== Excerpt to read ==

Still processing this news.
My main reaction is shock.
Kobe was one of those larger-than-life entities that seemed to be almost omni-present. At least to me. It’s surreal to think that he won’t be around anymore. Then there’s sadness. We’re the same age. I have a daughter. That his is gone – so young – is heartbreaking. I feel for his family, and the families of the other victims that have been devastated by this tragedy.
Honestly, I don’t know where to file this one.
It’s like the circuitry in my brain is missing the connections to make sense of something like this.
At the same time it’s so fascinating to hear all the stories about him.
Many reflect his kindness, his sense of humor, his curiosity, his intelligence. Most exalt his work ethic. And this is just my observation, but few reflect what I think was perhaps his most important quality that we all can learn from: his confidence.
In some of the stories this was even a knock on him when he first came in the league, because he kept saying what he was going to do, and people around him didn’t like that.
Our culture praises humility.
Until you do what you say you’re going to do, you’re cocky.
Once you’ve done it…well, now you’re confident.
But here’s the thing:
From everything I’ve heard, he just had this enduring faith in the process. Without it, those 4:30am workouts of legend wouldn’t have been possible. Trusting the process is the root of confidence. It’s in the process that we develop skill and mastery.

===
== Information shown ==

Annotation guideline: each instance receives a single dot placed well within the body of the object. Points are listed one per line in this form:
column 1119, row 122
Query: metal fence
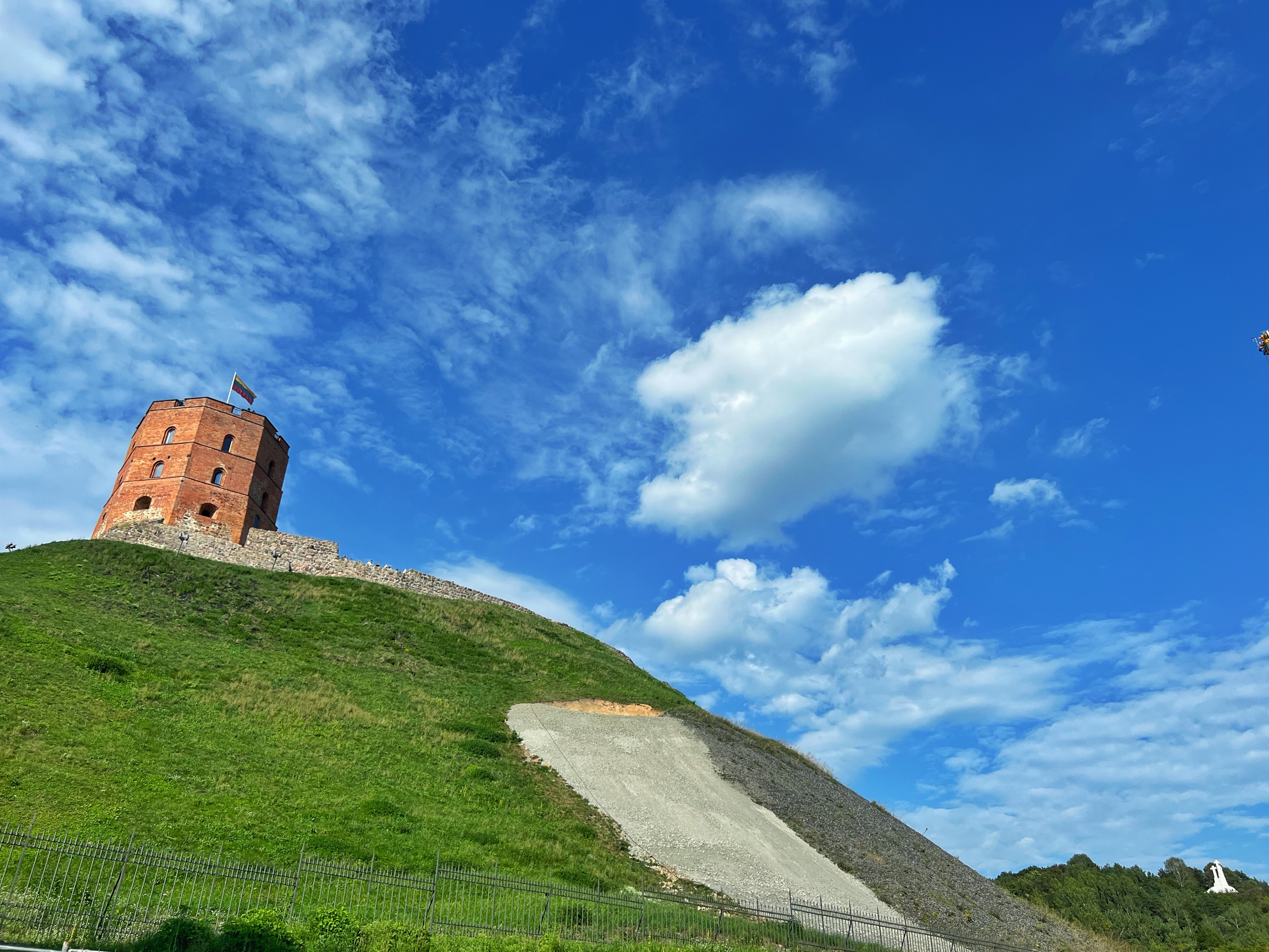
column 54, row 888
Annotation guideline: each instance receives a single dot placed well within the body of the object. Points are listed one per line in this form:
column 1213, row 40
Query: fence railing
column 54, row 887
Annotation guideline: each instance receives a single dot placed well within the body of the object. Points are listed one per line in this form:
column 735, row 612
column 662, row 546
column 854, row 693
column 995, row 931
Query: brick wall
column 281, row 551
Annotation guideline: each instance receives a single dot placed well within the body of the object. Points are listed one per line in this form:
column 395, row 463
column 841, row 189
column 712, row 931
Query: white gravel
column 655, row 780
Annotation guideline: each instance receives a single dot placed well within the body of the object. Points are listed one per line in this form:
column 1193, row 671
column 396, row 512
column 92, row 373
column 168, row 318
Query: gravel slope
column 654, row 777
column 910, row 873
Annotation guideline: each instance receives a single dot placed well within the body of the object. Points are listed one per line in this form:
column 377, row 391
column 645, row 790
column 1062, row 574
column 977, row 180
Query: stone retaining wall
column 281, row 551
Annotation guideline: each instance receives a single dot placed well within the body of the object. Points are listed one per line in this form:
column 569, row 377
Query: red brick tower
column 201, row 459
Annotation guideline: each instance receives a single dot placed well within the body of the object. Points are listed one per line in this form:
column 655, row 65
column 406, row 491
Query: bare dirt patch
column 654, row 777
column 592, row 705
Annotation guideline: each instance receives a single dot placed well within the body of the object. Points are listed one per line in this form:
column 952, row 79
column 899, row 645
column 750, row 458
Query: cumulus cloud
column 849, row 676
column 804, row 399
column 1125, row 741
column 1031, row 498
column 525, row 591
column 1033, row 493
column 214, row 186
column 1079, row 441
column 1117, row 26
column 764, row 214
column 1168, row 761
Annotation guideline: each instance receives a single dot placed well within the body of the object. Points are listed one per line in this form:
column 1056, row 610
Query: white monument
column 1219, row 884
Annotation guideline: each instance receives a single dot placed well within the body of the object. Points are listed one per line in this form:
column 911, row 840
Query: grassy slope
column 262, row 710
column 1167, row 913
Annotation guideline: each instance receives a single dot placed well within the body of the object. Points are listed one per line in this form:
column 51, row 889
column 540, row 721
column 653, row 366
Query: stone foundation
column 280, row 551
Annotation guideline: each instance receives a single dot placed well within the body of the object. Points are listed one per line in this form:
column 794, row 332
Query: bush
column 395, row 937
column 495, row 736
column 108, row 666
column 178, row 935
column 259, row 931
column 480, row 748
column 334, row 931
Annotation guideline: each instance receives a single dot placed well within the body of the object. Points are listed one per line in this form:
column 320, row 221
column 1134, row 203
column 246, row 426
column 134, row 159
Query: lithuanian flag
column 243, row 390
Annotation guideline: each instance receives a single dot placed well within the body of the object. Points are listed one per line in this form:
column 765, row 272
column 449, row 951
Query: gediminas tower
column 203, row 460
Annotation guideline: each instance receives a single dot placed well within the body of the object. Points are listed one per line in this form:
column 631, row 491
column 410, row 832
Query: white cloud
column 1188, row 90
column 1169, row 761
column 764, row 214
column 1004, row 531
column 1079, row 442
column 522, row 589
column 1033, row 493
column 1119, row 26
column 1126, row 742
column 805, row 399
column 134, row 270
column 852, row 676
column 819, row 47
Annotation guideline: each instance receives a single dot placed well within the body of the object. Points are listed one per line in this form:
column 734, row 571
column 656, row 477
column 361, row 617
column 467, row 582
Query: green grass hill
column 207, row 706
column 1166, row 912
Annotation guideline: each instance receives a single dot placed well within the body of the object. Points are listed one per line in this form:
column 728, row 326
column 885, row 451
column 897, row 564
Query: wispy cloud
column 1172, row 751
column 1080, row 441
column 1117, row 26
column 1190, row 89
column 849, row 676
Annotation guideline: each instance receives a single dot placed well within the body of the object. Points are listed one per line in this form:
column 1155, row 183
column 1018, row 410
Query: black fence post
column 546, row 909
column 110, row 902
column 295, row 890
column 22, row 857
column 436, row 887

===

--- Complete the following ---
A - Summarize the reflection on Kobe in two sentences.
B - Answer these questions from the reflection on Kobe, one line each:
(i) What is the writer's main reaction to the news?
(ii) Which quality of Kobe's does the writer say few stories reflect?
(iii) What does the writer say would not have been possible without his faith in the process?
C - Carry on the reflection on Kobe from where it stops.

--- Results for the exercise ---
A - The writer reacts to Kobe's death first with shock and then with sadness, heartbroken that his daughter is gone so young and feeling for the families of all the victims. Among the many stories told about him, the writer sees too little attention on what may have been his most important quality: his confidence, which once drew criticism and which the writer traces to his enduring faith in the process.

B -
(i) Shock.
(ii) His confidence.
(iii) Those 4:30am workouts of legend.

C -
It would do us all well to remember that.
(This is a “note to self” for me as much as I offer it to you.)
Harv Ecker once said:
If a hundred-foot oak tree had the mind of a human, it would only grow to be ten feet tall!
Small thinking is a disease.
Kobe was one of the lucky ones born without it. That, together with his intuitive understanding that time and encouraging the natural process of GROWTH to work its magic can win championships (and do many other great things) led him to have an unshakeable belief in what’s possible.
What an example to follow.
Remember, great athletes don’t have a lock on this.
There’s no reason you can’t use this “secret” too.
I’ll leave you with what Kobe said to a young female sports reporter when she interviewed him at the outset of his career. No one knew him yet. And she wasn’t well known either and struggling for respect in an industry dominated by men.
He said to her:
“We’re gonna be ok. And they have no idea what’s coming.”